Stored data:
------------------------

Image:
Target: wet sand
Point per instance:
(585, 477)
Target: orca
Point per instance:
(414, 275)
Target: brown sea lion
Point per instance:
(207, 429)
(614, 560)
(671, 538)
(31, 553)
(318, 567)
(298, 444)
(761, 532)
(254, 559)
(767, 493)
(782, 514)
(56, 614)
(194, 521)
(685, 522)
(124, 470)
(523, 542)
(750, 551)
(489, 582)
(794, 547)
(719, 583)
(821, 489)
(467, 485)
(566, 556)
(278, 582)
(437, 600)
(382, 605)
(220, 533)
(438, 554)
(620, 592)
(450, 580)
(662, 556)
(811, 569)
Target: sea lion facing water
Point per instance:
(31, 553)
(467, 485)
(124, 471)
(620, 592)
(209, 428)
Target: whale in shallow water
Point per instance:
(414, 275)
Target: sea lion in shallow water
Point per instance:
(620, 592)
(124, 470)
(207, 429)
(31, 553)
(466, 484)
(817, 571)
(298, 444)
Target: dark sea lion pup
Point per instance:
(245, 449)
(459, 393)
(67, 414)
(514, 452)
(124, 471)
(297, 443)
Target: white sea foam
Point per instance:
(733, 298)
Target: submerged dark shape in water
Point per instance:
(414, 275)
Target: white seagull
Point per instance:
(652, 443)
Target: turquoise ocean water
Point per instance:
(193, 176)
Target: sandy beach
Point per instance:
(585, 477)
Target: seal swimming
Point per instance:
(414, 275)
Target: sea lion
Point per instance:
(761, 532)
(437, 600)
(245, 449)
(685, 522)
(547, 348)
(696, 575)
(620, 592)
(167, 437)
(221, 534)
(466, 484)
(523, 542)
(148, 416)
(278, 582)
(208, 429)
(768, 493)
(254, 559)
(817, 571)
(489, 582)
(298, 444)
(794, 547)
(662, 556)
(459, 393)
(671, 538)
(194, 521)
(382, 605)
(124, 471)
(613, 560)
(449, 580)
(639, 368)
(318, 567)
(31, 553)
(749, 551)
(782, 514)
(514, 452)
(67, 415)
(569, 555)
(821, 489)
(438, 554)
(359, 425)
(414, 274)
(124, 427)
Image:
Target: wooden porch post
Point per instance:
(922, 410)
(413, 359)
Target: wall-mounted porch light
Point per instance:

------------------------

## Aim
Print, verbatim, the rows from the line holding "Target: wall-mounted porch light" through the end of the rows, inclusive.

## Finished exercise
Target: wall-mounted porch light
Point per instance:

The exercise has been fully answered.